* Task instructions
Reproduce verbatim the stretch of the data below that runs from the line containing "TARGET: the white paint" through the final line of the data, with both ends included.

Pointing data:
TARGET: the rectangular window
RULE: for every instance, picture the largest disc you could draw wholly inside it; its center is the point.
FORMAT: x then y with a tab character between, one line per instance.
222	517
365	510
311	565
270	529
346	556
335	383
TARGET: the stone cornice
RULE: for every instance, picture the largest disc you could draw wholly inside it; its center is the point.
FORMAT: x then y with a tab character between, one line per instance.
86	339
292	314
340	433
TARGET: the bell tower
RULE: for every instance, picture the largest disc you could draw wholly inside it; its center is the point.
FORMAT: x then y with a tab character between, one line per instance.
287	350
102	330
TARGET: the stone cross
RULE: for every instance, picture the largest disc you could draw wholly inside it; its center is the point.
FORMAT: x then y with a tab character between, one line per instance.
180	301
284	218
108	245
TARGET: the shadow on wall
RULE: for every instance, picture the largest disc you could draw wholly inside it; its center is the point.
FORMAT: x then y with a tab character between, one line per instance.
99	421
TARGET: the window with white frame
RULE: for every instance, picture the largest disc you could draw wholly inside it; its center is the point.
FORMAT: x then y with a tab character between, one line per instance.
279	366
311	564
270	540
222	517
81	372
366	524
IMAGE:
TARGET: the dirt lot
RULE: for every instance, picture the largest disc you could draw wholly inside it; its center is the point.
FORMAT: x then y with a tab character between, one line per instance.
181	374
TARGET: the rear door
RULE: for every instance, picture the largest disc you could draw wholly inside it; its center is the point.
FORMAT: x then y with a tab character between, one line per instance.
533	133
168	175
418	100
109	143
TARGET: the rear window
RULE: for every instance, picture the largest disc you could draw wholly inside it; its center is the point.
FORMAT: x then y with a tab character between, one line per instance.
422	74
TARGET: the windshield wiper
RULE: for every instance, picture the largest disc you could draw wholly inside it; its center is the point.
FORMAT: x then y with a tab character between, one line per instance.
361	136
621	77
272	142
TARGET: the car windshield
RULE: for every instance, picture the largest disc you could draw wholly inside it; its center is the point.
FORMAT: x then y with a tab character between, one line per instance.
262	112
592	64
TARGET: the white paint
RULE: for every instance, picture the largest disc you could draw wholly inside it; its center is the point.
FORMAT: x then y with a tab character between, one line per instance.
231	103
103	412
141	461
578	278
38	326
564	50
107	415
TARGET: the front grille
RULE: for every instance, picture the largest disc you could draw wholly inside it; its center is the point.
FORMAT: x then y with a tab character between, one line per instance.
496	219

* Output of the exercise
TARGET: the white paint
RULE: for every instance, picture the largest disc you could draw wholly inside it; its center is the point.
FORMAT: x then y with a tab character between, one line per instance.
231	103
103	412
141	461
578	278
38	326
564	50
107	415
TARGET: the front grille
RULE: for every instance, picture the largest disc you could draw wholly inside it; its center is the point.
FORMAT: x then y with a tab character between, one line per instance.
496	219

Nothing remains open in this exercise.